#### WRITTEN REQUEST:
Rewrite only the lines of the listing from the one containing "Tell me — does any stacked" down to the one containing "0, 13, 341, 385", both included, keeping the requests as they are. Multiply each pixel coordinate in the answers by 1.65 and round to whole numbers, halves up, leaving the numbers in the requests unchanged.

#### RECORDS FOR PROCESSING:

====================

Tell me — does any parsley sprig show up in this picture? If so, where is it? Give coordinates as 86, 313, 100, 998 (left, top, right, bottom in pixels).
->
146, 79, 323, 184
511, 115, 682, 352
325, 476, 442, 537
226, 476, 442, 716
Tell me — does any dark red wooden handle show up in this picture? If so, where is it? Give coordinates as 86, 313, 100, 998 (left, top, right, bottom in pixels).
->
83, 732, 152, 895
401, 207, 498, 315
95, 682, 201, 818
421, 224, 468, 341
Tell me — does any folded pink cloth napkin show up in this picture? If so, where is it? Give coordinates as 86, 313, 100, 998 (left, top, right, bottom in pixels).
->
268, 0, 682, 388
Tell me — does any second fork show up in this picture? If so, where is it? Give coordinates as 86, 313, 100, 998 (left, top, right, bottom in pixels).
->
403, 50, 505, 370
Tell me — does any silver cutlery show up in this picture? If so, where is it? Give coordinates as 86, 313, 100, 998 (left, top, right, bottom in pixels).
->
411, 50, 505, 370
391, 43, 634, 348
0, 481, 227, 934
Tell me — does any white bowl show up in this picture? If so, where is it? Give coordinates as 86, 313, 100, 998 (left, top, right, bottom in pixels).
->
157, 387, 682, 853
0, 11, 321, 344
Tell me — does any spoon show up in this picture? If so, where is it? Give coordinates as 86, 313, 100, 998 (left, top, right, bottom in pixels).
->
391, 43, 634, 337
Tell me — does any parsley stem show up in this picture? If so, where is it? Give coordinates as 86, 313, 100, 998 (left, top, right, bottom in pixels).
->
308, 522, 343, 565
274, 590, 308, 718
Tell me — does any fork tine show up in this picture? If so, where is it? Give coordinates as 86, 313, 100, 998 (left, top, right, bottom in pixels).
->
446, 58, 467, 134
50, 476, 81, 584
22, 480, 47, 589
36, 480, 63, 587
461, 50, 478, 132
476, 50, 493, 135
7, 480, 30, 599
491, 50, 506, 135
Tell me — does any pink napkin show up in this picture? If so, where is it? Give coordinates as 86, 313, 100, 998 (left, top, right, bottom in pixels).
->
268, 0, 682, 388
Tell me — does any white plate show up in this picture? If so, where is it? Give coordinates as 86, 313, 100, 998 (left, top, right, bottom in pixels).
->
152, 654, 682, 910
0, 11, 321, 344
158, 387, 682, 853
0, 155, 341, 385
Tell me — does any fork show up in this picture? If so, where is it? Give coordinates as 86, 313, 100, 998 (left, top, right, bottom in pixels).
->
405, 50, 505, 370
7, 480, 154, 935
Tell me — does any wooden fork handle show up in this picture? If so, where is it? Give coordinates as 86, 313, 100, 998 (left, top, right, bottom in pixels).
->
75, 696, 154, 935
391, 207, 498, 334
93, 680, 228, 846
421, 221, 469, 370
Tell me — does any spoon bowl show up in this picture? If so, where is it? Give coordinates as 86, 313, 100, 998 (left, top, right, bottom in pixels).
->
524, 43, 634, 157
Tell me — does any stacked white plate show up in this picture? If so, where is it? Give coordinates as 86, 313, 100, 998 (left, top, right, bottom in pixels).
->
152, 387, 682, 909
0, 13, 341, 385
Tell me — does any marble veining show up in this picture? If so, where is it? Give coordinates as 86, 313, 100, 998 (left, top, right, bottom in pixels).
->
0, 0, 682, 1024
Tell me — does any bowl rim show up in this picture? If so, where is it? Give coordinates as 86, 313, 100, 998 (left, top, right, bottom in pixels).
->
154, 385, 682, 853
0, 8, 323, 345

====================

#### FINAL RESULT:
Tell me — does any stacked white plate show up in this picture? If so, where is it? Give coordinates as 86, 313, 100, 998 (left, top, right, bottom in pixels).
->
251, 639, 1125, 1500
0, 21, 563, 635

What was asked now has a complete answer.